• Task to complete: Reproduce the data below verbatim, keeping every line unchanged and in its original order.

>>>>>

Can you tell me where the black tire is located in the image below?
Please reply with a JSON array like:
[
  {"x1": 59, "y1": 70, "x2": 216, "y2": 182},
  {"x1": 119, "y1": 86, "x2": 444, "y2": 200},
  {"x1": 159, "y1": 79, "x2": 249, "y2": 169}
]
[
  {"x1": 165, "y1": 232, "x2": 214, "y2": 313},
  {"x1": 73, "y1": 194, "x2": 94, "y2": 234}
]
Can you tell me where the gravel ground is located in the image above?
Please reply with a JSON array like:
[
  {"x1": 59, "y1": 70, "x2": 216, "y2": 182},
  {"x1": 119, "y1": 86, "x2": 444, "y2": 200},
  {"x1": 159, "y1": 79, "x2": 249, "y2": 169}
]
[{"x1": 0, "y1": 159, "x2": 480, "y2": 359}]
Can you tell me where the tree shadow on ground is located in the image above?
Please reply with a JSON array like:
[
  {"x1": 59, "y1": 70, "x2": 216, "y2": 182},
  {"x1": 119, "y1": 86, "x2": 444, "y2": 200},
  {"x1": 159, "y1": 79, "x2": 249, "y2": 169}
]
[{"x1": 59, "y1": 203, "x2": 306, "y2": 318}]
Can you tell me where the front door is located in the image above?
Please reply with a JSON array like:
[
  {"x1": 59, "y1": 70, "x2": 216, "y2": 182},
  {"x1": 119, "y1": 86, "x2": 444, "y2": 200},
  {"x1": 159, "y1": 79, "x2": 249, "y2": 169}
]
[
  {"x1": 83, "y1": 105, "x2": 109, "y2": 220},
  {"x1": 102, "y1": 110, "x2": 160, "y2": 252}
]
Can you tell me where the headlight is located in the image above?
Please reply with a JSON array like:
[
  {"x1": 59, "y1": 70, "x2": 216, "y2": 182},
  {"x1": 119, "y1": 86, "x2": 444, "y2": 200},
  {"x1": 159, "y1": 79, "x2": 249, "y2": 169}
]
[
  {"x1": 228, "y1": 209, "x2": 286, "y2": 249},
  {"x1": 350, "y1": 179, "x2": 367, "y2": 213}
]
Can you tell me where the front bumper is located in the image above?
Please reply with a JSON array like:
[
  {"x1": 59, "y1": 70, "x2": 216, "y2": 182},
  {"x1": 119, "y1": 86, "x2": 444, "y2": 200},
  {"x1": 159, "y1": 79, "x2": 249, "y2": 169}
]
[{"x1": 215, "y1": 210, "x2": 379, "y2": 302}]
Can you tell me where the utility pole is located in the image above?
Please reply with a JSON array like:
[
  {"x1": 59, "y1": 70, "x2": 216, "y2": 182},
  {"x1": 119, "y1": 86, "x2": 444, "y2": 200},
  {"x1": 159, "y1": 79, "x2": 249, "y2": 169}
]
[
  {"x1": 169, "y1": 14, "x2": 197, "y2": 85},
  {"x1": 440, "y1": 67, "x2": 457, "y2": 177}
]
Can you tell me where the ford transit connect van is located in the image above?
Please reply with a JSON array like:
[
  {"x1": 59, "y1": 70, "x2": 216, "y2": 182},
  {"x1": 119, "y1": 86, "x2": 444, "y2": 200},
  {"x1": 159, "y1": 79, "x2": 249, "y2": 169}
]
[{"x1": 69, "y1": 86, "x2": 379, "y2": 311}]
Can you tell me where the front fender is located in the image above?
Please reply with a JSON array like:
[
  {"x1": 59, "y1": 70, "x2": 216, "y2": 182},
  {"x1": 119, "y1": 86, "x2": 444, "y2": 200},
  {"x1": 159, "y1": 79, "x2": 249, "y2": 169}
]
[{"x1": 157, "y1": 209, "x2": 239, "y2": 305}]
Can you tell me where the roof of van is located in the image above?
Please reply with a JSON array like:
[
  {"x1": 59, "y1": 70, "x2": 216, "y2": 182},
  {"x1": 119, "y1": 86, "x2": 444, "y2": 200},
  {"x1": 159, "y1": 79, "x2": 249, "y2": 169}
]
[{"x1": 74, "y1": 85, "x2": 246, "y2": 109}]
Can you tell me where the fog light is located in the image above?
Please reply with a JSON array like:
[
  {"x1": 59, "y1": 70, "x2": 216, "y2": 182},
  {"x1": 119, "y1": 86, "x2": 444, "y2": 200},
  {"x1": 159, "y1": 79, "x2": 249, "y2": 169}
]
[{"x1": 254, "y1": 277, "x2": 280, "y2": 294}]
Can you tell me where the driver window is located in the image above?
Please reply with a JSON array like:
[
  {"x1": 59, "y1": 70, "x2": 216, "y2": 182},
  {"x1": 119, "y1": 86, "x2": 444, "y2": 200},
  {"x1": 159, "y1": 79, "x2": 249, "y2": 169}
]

<<<<<

• Exercise response:
Can you tell me where the black tire is located in the image below?
Please reply with a JSON array like:
[
  {"x1": 59, "y1": 70, "x2": 216, "y2": 182},
  {"x1": 119, "y1": 86, "x2": 444, "y2": 200},
  {"x1": 159, "y1": 79, "x2": 249, "y2": 169}
]
[
  {"x1": 165, "y1": 232, "x2": 214, "y2": 313},
  {"x1": 73, "y1": 194, "x2": 94, "y2": 234}
]
Can you tell me where the gravel ground is located in the image above?
Please reply with a JSON array like:
[
  {"x1": 59, "y1": 70, "x2": 216, "y2": 182},
  {"x1": 119, "y1": 86, "x2": 444, "y2": 200},
  {"x1": 159, "y1": 79, "x2": 249, "y2": 169}
]
[{"x1": 0, "y1": 159, "x2": 480, "y2": 359}]
Can you tell me where the tree shadow on ground is located in the image above?
Please reply with a JSON array like:
[
  {"x1": 59, "y1": 70, "x2": 216, "y2": 182},
  {"x1": 119, "y1": 86, "x2": 444, "y2": 200},
  {"x1": 159, "y1": 79, "x2": 249, "y2": 169}
]
[{"x1": 59, "y1": 203, "x2": 306, "y2": 318}]
Can you tell me where the front door is located in the image above?
Please reply with a JSON array like:
[
  {"x1": 59, "y1": 70, "x2": 216, "y2": 182},
  {"x1": 119, "y1": 86, "x2": 444, "y2": 200},
  {"x1": 159, "y1": 79, "x2": 249, "y2": 169}
]
[
  {"x1": 83, "y1": 105, "x2": 109, "y2": 220},
  {"x1": 102, "y1": 110, "x2": 160, "y2": 252}
]
Can you tell me where the headlight is located in the image above?
Please reply with a JSON array like:
[
  {"x1": 59, "y1": 70, "x2": 216, "y2": 182},
  {"x1": 119, "y1": 86, "x2": 444, "y2": 200},
  {"x1": 159, "y1": 79, "x2": 249, "y2": 169}
]
[
  {"x1": 228, "y1": 209, "x2": 286, "y2": 249},
  {"x1": 350, "y1": 179, "x2": 367, "y2": 213}
]
Can you tell me where the front bumper is located in the image above?
Please reply with a JSON array like:
[
  {"x1": 59, "y1": 70, "x2": 216, "y2": 182},
  {"x1": 119, "y1": 86, "x2": 444, "y2": 200},
  {"x1": 159, "y1": 79, "x2": 249, "y2": 169}
]
[{"x1": 215, "y1": 210, "x2": 379, "y2": 302}]
Can you tell me where the utility pole is located in the image above?
Please reply with a JSON array like:
[
  {"x1": 59, "y1": 70, "x2": 216, "y2": 182},
  {"x1": 119, "y1": 86, "x2": 444, "y2": 200},
  {"x1": 159, "y1": 79, "x2": 249, "y2": 169}
]
[
  {"x1": 169, "y1": 14, "x2": 197, "y2": 85},
  {"x1": 440, "y1": 67, "x2": 457, "y2": 177}
]
Can you tell me where the ford transit connect van is located in the image above?
Please reply with a JSON array like:
[
  {"x1": 59, "y1": 70, "x2": 216, "y2": 182},
  {"x1": 119, "y1": 86, "x2": 444, "y2": 200},
  {"x1": 159, "y1": 79, "x2": 249, "y2": 169}
]
[{"x1": 69, "y1": 86, "x2": 379, "y2": 311}]
Can you tell me where the front fender is located in the image above?
Please reply with a JSON array like:
[
  {"x1": 59, "y1": 70, "x2": 216, "y2": 182},
  {"x1": 119, "y1": 86, "x2": 444, "y2": 200},
  {"x1": 159, "y1": 79, "x2": 249, "y2": 169}
]
[{"x1": 157, "y1": 209, "x2": 239, "y2": 305}]
Can you tell me where the roof of van is located in the image above?
Please reply with a JSON array like:
[
  {"x1": 59, "y1": 70, "x2": 216, "y2": 182},
  {"x1": 119, "y1": 86, "x2": 444, "y2": 200},
  {"x1": 159, "y1": 79, "x2": 249, "y2": 169}
]
[{"x1": 74, "y1": 85, "x2": 246, "y2": 109}]
Can you tell me where the fog light is located in the image above?
Please reply with a JSON array like:
[
  {"x1": 59, "y1": 70, "x2": 216, "y2": 182},
  {"x1": 119, "y1": 86, "x2": 444, "y2": 200},
  {"x1": 159, "y1": 79, "x2": 249, "y2": 169}
]
[{"x1": 254, "y1": 277, "x2": 280, "y2": 294}]
Can you tell me where the driver window is located in the image above?
Please reply with a JSON array like:
[
  {"x1": 59, "y1": 70, "x2": 216, "y2": 182},
  {"x1": 119, "y1": 86, "x2": 444, "y2": 200},
  {"x1": 159, "y1": 79, "x2": 249, "y2": 169}
]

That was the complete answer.